Task directions>
Rewrite the material below so that every "Indicate" becomes "Locate", leaving everything else unchanged.
[START OF Supplied records]
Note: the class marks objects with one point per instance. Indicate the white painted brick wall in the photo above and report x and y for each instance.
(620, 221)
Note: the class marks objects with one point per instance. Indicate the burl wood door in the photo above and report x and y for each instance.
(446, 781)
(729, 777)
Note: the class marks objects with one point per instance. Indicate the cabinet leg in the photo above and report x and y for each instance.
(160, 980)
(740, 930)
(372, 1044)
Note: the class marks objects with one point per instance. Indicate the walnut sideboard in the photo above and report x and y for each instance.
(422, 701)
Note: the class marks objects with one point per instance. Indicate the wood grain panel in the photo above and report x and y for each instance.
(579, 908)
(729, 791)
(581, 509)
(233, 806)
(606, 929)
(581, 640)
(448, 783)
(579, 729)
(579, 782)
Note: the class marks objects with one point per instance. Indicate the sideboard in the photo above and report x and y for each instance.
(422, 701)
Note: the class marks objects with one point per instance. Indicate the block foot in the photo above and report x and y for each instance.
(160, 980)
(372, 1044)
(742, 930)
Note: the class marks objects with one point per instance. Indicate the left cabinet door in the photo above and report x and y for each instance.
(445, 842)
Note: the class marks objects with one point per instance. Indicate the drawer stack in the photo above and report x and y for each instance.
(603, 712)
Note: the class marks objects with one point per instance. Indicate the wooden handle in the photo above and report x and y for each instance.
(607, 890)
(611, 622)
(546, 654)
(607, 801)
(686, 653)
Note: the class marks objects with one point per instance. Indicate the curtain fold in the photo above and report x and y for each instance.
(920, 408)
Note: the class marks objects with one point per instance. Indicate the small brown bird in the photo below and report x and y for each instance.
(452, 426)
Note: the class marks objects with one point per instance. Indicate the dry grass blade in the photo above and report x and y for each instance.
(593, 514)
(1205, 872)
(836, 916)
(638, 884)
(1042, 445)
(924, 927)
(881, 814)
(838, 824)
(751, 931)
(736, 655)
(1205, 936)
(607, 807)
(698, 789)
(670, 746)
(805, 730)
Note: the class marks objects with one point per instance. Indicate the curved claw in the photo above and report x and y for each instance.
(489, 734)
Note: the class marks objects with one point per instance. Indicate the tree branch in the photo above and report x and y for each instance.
[END OF Supplied records]
Result of this exercise>
Note: the class marks objects with one point per instance. Locate the white painted brick wall in the photo above and report x and y for each instance.
(620, 221)
Note: the class marks objects with one point per instance. Locate the burl wood door in the photo above and report x and y for each instance.
(446, 781)
(729, 777)
Note: the class marks objects with one point per instance. Locate the cabinet leg in the photo above and report x and y for each instance.
(160, 980)
(740, 930)
(372, 1044)
Note: the class marks objects with one point per instance. Locate the walnut sideboard in the photo above and report x and y for each instance.
(422, 701)
Note: the class marks objects with one point per instance. Locate the wood grain panel in the photo above and report x and y for each instance.
(579, 908)
(729, 791)
(581, 509)
(233, 806)
(606, 929)
(581, 640)
(448, 783)
(579, 729)
(579, 782)
Note: the class marks objects with one point per instance. Locate the sideboard in the photo above and report x and y for each instance.
(422, 701)
Note: the class marks objects with one point per instance. Locate the block foot in the photo above and report x and y for each instance.
(160, 980)
(372, 1044)
(742, 930)
Note: the class marks objects with one point per instance. Locate the left cabinet door in the photo above and report x and y for each instance.
(445, 842)
Note: the class marks objects with one point per instance. Locate the drawer stack in the photo above and report x and y for each instance.
(603, 712)
Note: the class marks objects with one point per instance. Locate the wooden handle in the photo above and report x and y for each instance.
(607, 890)
(611, 622)
(546, 654)
(607, 801)
(686, 653)
Note: the class marks objects with one point per instance. Locate the curtain fold in the photo above and report x and y for each instance.
(920, 408)
Note: the class marks objects with one point per instance. Locate the small brown bird in the photo below and report x and y for each instance.
(452, 426)
Note: the class marks objects with one point per instance. Locate the dry grass blade in the photo above and report x and y for each instance.
(593, 514)
(1205, 872)
(836, 916)
(638, 884)
(1042, 445)
(924, 927)
(881, 814)
(838, 824)
(751, 931)
(736, 655)
(1205, 936)
(607, 807)
(698, 789)
(670, 746)
(805, 730)
Note: the class marks objects with one point per instance. Locate the curved claw in the photo above and report x and y for each instance.
(489, 734)
Note: the class marks objects with one point per instance. Locate the tree branch in the photo above and report x and y for each instance.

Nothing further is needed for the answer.